--- PROVIDED MATERIAL ---
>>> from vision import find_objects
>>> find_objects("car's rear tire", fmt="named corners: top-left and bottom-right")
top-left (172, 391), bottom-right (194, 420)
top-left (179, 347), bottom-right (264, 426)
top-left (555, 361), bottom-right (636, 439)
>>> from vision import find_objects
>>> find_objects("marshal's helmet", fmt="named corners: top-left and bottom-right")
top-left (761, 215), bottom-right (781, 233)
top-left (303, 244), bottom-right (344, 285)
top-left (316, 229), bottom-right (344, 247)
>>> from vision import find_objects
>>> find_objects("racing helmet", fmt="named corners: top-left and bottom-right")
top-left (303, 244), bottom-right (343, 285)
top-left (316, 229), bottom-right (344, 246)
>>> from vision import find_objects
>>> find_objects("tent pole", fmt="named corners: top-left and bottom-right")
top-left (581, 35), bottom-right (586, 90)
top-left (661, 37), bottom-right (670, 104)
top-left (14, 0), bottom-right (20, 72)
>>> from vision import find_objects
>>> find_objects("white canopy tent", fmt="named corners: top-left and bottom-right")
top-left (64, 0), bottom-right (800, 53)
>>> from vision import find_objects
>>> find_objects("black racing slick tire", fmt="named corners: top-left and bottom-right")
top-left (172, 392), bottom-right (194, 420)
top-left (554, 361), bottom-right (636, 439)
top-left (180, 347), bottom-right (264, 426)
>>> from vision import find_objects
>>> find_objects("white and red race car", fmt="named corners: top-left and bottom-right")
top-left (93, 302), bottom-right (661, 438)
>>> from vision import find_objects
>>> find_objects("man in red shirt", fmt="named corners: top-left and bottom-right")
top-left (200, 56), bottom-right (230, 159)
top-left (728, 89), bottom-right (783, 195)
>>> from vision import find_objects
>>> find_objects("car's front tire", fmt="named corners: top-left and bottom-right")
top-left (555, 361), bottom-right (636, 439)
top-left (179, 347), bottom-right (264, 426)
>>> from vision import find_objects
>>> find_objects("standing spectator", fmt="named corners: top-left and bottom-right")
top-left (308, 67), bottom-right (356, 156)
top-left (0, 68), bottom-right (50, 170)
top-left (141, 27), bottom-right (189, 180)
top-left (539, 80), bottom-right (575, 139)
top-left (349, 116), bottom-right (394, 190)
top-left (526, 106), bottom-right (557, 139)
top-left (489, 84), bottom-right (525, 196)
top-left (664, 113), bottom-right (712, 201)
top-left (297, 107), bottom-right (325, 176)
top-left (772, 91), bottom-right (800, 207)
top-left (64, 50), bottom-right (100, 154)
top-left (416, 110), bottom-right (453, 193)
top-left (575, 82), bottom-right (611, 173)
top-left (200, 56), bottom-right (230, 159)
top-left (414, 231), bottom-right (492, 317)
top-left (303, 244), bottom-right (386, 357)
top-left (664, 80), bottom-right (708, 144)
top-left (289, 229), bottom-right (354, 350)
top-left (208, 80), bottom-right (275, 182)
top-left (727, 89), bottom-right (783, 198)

--- WHAT YOU NEED TO DO ---
How many lines in the entries above contain the string "tent"? Case matters. Give only the number.

--- EXERCISE ANSWER ---
2